Task brief - From the line below that contains "Localize tomato plant in this screenshot." to the line that contains "Localize leafy green in this screenshot.", repeat every line exactly, both ends included, and nothing else.

-.-.-

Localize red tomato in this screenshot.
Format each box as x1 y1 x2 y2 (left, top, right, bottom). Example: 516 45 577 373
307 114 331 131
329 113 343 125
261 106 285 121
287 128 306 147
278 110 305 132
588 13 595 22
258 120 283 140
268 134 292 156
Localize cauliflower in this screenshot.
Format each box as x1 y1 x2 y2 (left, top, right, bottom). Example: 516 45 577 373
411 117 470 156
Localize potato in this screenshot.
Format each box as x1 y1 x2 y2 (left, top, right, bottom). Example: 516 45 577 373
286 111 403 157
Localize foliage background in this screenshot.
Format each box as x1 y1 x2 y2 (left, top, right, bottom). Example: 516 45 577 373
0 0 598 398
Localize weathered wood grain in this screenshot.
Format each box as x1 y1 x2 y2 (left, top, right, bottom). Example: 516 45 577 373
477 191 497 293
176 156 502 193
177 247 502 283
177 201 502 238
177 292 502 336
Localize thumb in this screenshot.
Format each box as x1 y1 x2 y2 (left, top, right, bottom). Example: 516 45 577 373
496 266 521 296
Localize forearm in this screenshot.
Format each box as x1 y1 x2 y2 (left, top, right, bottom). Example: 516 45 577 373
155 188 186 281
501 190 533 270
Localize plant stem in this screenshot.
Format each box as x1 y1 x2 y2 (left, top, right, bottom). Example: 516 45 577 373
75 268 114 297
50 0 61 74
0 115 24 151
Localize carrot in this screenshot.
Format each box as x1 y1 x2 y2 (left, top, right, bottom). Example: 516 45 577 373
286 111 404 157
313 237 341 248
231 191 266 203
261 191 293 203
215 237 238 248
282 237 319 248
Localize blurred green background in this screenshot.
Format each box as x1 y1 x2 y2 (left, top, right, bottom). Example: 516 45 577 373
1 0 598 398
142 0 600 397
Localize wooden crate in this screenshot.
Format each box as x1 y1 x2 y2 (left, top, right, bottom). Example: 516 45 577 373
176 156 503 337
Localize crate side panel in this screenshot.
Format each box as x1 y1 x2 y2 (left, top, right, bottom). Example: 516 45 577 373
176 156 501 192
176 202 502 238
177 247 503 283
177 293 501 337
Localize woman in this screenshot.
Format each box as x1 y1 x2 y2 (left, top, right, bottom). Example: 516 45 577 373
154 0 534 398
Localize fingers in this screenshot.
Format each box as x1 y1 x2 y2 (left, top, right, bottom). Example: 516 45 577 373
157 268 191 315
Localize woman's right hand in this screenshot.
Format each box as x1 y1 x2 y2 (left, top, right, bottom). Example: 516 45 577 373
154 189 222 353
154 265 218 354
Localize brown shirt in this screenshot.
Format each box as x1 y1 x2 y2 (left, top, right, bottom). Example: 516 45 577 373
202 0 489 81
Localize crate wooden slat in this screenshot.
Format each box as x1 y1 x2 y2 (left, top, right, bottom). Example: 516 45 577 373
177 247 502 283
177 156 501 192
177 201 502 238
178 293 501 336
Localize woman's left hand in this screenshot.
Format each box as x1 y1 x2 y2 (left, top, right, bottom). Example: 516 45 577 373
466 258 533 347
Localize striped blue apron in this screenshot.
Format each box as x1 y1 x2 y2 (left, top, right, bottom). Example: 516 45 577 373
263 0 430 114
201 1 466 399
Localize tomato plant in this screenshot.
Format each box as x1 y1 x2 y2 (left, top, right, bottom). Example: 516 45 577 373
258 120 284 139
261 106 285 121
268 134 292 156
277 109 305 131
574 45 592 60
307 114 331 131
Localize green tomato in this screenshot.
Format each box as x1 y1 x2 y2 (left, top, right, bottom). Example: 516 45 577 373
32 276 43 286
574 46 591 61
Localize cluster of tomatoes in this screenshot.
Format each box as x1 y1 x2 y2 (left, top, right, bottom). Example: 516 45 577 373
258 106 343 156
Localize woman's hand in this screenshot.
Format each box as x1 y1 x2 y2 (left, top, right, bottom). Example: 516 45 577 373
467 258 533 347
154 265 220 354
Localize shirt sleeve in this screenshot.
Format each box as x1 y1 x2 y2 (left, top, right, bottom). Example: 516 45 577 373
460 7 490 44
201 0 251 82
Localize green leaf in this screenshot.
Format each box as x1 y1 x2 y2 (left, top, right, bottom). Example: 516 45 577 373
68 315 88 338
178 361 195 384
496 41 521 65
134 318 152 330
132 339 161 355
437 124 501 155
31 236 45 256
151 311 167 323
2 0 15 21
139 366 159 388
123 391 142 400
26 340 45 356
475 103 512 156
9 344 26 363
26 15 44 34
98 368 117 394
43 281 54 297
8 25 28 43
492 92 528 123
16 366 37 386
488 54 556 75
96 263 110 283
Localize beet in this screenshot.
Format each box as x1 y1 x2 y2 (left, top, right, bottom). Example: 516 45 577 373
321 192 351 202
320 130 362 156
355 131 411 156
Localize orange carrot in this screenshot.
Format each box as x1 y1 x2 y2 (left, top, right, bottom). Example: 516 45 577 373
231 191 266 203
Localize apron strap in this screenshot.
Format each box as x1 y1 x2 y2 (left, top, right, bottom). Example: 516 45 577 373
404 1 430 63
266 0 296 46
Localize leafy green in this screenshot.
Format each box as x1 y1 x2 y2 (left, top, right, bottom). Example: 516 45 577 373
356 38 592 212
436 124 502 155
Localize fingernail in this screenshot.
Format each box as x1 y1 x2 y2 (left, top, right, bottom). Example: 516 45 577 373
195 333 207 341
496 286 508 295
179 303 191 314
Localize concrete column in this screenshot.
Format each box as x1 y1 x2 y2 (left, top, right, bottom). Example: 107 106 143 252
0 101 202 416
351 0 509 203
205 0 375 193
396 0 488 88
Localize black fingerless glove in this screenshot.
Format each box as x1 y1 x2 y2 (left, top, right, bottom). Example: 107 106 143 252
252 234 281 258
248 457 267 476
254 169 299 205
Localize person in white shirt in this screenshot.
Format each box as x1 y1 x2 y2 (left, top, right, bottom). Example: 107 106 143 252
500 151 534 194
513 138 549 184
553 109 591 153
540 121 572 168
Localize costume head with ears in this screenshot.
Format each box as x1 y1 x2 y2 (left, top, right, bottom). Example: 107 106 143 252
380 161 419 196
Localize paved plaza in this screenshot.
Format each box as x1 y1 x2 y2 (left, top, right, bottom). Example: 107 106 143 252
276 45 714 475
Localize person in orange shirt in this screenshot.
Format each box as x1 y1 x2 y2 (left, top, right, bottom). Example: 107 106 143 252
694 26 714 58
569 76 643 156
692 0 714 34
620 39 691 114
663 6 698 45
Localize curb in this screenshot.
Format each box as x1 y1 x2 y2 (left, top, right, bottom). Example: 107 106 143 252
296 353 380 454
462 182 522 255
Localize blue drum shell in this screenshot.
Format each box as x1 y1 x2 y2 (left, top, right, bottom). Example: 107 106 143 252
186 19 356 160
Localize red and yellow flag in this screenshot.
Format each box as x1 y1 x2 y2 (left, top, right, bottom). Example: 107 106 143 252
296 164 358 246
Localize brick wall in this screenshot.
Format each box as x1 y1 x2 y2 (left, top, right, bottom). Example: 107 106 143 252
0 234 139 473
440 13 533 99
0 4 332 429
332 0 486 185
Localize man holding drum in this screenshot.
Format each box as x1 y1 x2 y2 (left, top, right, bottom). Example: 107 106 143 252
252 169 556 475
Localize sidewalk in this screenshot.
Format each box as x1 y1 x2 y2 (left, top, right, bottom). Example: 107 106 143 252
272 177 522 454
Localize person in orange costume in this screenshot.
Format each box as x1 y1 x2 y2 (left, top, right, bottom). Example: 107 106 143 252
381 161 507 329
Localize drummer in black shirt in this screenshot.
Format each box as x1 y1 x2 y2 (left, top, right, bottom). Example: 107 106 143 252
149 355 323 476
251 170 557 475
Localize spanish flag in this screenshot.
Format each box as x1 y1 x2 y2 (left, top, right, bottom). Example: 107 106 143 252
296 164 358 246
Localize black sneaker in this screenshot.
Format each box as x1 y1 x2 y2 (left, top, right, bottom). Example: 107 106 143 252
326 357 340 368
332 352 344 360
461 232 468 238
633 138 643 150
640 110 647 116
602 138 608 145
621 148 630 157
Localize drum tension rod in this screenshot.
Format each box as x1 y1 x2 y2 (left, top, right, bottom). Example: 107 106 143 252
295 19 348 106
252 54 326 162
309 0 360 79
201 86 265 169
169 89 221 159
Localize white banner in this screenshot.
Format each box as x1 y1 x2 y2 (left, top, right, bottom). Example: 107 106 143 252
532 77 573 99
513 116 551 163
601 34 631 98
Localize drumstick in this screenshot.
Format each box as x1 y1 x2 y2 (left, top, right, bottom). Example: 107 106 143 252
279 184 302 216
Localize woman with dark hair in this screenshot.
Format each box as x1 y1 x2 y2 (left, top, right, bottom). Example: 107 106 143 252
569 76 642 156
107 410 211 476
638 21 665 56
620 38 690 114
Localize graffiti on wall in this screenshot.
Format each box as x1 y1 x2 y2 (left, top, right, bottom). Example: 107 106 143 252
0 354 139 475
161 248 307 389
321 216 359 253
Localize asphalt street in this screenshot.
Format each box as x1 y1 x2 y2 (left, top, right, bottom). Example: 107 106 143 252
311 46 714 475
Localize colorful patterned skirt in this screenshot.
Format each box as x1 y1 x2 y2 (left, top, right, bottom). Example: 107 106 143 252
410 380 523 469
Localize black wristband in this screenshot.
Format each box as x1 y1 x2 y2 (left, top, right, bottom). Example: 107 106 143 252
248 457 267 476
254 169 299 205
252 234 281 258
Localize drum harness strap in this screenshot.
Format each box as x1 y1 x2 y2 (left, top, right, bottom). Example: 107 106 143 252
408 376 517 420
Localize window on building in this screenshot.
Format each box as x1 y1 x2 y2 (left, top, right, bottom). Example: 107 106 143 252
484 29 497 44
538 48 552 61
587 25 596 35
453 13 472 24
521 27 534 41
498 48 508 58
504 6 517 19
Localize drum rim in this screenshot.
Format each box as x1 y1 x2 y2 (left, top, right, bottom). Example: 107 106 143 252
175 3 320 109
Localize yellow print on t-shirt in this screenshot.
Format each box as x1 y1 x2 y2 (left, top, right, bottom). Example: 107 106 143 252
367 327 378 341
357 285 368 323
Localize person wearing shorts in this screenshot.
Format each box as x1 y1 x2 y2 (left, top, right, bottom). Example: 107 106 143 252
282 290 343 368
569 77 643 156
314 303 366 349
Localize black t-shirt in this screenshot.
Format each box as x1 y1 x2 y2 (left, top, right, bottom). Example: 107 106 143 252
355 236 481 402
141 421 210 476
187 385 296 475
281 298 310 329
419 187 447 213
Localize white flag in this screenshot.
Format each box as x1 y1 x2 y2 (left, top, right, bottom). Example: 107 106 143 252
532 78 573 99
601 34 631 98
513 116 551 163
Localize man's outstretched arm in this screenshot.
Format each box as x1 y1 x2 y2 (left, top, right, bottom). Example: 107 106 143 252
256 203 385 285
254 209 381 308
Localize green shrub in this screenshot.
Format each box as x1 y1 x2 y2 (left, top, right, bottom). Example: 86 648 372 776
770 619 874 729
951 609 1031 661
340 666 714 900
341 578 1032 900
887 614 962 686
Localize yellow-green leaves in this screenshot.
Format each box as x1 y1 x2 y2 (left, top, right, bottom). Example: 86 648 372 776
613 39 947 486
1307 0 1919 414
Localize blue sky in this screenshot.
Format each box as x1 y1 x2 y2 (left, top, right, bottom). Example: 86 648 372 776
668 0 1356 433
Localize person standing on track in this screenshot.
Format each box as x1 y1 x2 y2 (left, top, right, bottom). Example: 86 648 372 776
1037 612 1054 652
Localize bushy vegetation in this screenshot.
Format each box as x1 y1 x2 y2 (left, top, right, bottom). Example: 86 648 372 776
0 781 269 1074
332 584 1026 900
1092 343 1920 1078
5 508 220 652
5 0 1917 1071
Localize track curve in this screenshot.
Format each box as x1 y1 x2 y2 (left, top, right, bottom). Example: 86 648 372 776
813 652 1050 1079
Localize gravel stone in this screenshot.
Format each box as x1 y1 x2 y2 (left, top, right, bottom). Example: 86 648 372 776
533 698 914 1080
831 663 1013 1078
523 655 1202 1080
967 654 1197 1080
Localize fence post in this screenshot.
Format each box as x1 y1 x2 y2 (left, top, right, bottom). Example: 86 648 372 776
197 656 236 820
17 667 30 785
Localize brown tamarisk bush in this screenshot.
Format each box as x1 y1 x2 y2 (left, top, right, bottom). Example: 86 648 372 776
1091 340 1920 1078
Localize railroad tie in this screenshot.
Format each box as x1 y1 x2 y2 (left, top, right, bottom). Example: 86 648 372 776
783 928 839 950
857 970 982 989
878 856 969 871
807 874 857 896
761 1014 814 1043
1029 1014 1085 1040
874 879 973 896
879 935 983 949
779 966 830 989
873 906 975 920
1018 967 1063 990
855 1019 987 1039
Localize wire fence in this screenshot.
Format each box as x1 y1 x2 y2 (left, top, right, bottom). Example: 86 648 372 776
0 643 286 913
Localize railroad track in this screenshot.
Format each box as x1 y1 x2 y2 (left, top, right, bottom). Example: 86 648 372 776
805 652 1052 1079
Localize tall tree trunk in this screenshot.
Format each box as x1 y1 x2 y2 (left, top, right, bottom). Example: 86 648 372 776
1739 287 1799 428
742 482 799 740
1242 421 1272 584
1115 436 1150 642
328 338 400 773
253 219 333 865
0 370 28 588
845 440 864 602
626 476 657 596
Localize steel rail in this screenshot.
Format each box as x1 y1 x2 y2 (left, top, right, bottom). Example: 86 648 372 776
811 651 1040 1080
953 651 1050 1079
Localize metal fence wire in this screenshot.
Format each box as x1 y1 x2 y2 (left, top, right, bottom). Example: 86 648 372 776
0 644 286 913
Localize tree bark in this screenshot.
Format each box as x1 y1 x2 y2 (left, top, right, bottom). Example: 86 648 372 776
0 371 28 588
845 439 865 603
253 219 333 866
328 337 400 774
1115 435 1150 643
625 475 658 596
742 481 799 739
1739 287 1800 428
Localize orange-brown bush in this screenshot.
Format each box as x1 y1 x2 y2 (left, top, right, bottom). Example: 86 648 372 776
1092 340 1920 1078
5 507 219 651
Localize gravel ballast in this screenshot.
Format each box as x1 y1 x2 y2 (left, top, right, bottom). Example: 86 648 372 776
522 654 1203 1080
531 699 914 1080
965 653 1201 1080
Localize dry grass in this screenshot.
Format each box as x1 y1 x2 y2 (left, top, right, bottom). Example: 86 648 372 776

-.-.-

Worked solution -
Localize tomato plant in this screenshot.
Format each box as x1 y1 x2 y2 (left, top, right, bottom). Example: 516 45 577 373
258 120 284 139
261 106 285 121
268 134 292 156
277 109 305 131
574 45 592 60
307 114 331 131
Localize green tomato in this screenshot.
Format each box as x1 y1 x2 y2 (left, top, right, bottom). Example: 516 45 577 373
32 276 43 286
574 46 591 61
Localize cluster of tomatoes in this screenshot.
Format each box as x1 y1 x2 y2 (left, top, right, bottom). Example: 516 45 577 373
258 106 343 156
Localize woman's hand in this screenshot.
Format each box as x1 y1 x2 y2 (left, top, right, bottom). Example: 516 45 577 373
467 258 533 347
154 265 220 354
Localize shirt sleeve in this screenshot.
Format each box as x1 y1 x2 y2 (left, top, right, bottom). Example: 516 45 577 373
460 7 490 44
201 0 251 82
Localize green leaf in this screenshot.
Format each box as x1 y1 x2 y2 (left, top, right, bottom). Example: 516 45 577 373
68 315 88 338
178 361 195 384
496 41 521 65
134 318 152 330
132 339 161 355
437 124 501 155
31 236 45 256
151 311 167 323
2 0 15 21
139 366 159 388
123 391 142 400
26 340 45 356
475 103 512 156
9 344 26 363
26 15 44 34
98 368 117 394
43 281 54 297
8 25 28 43
492 92 528 123
16 366 37 386
488 54 556 75
96 263 110 283
Localize beet in this screenshot.
Format each box as x1 y1 x2 y2 (left, top, right, bottom). Example: 516 45 577 373
321 192 351 202
320 130 362 156
355 131 411 156
Localize orange carrot in this screenshot.
Format each box as x1 y1 x2 y2 (left, top, right, bottom). Example: 516 45 577 373
231 191 266 203
Localize apron strap in this screenshot.
Format each box as x1 y1 x2 y2 (left, top, right, bottom). Example: 516 45 577 373
404 1 430 63
266 0 296 46
Localize leafy green in this screenshot.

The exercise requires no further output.